Point-per-instance localization data
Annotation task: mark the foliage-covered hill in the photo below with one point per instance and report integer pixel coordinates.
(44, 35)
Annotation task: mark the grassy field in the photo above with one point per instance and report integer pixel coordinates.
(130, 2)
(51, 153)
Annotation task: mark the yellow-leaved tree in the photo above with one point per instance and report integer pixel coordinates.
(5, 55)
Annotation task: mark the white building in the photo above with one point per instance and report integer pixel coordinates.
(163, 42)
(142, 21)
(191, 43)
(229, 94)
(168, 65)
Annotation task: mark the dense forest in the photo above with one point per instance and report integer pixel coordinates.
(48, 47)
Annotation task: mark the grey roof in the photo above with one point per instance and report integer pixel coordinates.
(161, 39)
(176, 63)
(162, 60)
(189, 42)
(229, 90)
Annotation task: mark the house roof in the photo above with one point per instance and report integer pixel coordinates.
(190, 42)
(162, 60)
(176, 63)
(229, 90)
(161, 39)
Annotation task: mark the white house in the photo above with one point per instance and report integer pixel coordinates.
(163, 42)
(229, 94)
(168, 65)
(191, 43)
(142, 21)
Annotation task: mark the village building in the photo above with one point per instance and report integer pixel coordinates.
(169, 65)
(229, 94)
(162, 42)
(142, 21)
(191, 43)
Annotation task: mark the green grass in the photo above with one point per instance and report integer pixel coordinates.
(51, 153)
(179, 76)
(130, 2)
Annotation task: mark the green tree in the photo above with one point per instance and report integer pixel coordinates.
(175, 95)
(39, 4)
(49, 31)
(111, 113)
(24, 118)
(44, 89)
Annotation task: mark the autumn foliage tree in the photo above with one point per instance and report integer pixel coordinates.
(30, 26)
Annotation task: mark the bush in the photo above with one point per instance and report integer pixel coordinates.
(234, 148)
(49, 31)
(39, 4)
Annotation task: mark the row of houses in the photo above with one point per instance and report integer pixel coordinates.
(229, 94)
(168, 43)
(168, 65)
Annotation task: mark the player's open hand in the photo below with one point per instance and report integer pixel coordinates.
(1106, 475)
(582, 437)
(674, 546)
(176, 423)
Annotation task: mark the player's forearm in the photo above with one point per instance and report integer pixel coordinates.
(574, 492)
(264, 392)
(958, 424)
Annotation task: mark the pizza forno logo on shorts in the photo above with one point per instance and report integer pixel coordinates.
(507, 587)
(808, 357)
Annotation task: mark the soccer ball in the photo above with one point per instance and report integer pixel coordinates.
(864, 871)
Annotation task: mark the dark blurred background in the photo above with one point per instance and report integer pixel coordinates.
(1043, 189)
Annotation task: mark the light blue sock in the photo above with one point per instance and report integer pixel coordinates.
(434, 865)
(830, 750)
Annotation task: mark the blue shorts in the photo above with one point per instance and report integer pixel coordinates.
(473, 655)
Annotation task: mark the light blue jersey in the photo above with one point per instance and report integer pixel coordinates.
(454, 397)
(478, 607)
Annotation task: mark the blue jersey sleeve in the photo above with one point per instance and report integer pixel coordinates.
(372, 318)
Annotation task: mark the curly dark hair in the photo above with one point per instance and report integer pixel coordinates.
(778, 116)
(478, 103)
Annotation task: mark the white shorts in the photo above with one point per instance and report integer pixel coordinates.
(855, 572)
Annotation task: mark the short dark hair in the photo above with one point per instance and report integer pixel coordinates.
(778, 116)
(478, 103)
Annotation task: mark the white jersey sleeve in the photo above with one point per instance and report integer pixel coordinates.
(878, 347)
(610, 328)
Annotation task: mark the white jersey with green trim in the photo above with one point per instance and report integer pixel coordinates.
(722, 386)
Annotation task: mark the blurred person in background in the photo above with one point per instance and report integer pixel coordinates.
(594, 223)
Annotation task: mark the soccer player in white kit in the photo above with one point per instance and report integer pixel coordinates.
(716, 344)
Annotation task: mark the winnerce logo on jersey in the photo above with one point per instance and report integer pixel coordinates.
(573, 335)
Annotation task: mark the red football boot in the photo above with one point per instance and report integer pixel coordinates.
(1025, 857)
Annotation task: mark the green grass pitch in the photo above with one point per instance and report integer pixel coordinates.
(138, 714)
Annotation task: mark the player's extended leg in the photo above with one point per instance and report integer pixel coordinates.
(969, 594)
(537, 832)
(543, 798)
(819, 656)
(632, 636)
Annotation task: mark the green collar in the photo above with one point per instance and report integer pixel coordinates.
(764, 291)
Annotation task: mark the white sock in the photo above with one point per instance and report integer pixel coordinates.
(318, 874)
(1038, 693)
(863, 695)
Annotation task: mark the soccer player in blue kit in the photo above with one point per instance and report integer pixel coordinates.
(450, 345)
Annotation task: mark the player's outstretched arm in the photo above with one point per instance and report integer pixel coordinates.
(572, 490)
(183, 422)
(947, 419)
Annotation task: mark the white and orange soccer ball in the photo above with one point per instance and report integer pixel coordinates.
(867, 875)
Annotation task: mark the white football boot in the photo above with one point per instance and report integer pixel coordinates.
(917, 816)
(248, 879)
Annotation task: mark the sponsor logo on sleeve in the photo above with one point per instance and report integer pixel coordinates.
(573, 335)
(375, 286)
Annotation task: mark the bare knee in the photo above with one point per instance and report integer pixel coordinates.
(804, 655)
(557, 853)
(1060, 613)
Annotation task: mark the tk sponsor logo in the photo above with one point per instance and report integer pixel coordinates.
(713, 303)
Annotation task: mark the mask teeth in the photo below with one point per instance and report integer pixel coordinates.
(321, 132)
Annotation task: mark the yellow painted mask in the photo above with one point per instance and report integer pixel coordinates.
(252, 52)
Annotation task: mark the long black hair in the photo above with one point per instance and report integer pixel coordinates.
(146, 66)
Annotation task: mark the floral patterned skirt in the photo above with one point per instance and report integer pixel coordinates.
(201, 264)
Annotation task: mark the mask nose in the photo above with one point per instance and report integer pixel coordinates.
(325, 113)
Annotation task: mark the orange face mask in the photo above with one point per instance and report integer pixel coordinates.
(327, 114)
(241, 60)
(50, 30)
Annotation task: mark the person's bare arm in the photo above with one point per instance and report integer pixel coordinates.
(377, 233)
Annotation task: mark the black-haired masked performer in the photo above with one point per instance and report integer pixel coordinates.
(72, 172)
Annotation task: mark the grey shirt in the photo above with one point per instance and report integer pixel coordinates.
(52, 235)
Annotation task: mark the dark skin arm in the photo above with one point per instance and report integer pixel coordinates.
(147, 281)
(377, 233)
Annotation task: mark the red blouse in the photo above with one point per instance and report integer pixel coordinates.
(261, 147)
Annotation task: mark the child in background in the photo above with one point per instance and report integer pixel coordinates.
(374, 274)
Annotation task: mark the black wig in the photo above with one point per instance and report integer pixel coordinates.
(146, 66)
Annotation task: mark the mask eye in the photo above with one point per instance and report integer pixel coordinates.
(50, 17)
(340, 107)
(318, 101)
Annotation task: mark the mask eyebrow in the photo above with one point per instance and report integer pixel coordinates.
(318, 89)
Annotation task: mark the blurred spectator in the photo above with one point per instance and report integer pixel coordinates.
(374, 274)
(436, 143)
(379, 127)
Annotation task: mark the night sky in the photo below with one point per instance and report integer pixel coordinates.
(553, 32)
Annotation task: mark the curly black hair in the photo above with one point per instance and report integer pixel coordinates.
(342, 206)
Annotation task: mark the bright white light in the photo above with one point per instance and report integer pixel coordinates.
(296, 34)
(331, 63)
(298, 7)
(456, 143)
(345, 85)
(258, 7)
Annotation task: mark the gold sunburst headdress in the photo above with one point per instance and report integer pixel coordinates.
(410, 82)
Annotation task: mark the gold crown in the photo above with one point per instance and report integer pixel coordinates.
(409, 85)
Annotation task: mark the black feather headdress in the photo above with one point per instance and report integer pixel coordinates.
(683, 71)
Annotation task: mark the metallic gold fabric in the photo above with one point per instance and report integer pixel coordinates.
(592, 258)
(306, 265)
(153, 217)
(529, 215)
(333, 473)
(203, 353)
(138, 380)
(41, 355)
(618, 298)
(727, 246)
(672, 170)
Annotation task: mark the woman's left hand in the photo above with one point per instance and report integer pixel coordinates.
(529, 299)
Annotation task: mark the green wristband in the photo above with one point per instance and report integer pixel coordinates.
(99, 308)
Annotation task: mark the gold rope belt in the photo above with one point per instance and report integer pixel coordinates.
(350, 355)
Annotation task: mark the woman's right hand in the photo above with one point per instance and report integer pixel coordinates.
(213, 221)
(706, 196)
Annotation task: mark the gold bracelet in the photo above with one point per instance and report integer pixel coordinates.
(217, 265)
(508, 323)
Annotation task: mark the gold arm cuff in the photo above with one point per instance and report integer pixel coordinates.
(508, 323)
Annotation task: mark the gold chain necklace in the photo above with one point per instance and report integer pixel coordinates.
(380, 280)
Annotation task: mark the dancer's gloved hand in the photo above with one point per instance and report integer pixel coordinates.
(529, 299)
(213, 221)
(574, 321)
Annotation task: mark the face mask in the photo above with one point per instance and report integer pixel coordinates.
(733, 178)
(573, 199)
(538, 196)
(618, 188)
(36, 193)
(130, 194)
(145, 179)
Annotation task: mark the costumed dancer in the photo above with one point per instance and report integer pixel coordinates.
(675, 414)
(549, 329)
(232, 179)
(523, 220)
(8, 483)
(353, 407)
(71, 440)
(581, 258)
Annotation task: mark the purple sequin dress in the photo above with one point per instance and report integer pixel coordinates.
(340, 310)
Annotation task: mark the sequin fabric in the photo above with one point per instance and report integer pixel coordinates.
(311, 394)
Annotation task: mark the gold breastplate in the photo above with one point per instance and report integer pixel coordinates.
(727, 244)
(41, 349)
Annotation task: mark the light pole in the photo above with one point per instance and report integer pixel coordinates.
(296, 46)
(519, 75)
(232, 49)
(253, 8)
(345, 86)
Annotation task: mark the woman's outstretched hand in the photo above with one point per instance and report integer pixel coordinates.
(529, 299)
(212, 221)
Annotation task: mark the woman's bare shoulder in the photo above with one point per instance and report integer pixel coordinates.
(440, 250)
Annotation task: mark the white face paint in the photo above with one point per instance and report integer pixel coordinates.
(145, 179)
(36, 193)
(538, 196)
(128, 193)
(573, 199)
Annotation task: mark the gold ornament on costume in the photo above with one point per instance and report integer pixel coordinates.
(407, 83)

> _EXERCISE OBJECTIVE_: Copy the line containing "Annotation task: mark the gold ornament" and every line after it, through the last line of the records. Include nothing else.

> _COMPLETED TASK_:
Annotation task: mark the gold ornament on costume in the photo above with one point per instance and report integer pixel coordinates.
(407, 83)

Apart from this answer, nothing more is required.